→ Referring expression grounding data
- - - - - - -

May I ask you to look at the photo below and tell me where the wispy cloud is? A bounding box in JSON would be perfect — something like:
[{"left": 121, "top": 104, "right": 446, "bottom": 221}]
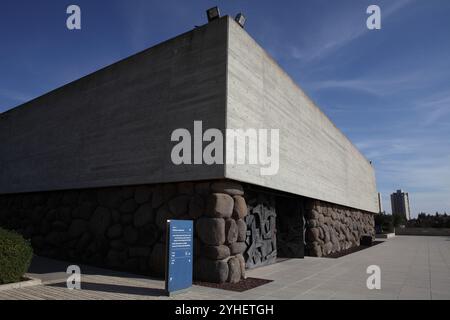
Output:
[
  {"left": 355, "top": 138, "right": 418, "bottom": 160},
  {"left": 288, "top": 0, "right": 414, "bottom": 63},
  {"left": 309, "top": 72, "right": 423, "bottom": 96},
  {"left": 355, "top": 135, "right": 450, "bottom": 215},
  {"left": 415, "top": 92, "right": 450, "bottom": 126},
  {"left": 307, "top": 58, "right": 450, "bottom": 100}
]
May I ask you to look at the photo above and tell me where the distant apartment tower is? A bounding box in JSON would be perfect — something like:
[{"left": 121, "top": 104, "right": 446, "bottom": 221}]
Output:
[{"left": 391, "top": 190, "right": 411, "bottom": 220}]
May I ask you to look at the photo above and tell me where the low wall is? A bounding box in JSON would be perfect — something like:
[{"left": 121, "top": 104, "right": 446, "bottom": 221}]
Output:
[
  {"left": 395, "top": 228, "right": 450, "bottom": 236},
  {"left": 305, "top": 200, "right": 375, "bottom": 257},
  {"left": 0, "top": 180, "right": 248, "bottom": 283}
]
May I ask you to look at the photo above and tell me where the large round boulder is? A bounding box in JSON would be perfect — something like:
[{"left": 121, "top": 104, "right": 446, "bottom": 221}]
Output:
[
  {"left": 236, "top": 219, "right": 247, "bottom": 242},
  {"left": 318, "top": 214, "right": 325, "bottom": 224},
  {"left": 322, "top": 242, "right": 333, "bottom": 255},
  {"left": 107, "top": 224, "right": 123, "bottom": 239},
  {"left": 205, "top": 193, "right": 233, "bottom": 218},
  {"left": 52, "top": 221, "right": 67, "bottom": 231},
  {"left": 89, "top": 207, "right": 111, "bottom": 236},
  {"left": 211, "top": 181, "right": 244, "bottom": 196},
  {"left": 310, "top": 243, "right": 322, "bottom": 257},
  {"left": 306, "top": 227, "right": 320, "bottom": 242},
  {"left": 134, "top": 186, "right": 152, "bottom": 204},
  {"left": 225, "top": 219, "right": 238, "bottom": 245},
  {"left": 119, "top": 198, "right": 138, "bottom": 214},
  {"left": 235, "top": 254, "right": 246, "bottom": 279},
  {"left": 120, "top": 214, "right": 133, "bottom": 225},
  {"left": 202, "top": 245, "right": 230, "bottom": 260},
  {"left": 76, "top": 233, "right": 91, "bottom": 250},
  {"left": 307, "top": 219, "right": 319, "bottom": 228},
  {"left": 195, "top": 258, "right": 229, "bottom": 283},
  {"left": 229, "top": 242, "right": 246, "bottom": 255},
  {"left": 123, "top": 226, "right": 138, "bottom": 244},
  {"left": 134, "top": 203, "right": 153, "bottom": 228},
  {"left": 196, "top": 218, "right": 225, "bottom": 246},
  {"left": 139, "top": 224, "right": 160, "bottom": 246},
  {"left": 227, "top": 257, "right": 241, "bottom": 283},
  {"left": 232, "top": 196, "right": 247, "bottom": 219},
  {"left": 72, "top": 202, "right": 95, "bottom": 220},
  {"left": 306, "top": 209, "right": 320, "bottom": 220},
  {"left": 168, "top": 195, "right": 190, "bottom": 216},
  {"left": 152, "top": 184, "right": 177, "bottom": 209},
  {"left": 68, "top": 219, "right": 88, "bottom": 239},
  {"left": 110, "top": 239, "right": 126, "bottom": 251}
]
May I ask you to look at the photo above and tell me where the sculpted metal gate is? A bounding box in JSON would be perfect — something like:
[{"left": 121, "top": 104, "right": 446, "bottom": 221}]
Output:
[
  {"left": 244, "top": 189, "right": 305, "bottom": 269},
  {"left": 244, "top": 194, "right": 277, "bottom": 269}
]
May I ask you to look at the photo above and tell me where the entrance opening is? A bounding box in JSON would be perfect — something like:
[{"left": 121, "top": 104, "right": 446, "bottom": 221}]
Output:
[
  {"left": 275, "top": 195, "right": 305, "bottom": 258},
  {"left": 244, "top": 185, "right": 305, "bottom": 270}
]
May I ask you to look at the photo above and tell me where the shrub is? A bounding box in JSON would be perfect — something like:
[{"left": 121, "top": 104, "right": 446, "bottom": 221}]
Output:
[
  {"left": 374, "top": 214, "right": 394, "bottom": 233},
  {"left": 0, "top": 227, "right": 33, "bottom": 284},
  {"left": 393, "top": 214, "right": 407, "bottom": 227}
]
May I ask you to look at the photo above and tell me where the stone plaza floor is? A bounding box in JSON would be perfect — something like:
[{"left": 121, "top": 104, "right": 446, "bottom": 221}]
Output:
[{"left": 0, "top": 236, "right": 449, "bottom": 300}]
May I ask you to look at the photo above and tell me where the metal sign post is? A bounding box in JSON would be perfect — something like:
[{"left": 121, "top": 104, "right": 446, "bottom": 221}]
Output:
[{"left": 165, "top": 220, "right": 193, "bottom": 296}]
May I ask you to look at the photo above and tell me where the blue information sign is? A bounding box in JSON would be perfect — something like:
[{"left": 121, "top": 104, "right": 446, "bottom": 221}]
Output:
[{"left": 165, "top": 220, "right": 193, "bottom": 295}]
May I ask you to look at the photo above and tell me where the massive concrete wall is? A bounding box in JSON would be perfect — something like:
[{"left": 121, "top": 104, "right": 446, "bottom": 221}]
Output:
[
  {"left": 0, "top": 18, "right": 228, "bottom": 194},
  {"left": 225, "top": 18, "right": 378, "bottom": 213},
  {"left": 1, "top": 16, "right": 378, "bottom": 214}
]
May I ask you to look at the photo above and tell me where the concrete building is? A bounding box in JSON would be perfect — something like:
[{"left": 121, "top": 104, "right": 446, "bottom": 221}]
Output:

- - - - - - -

→ Work item
Copy out every line from the data above that has "metal" in it.

→ Answer to the exercise
May I ask you to look at the photo above and tell me where the sculpted metal gate is? A bounding box in JSON would be perfect — something like:
May I ask you to look at the photo above and tell me where the metal sign post is? A bounding box in JSON would be perfect — something like:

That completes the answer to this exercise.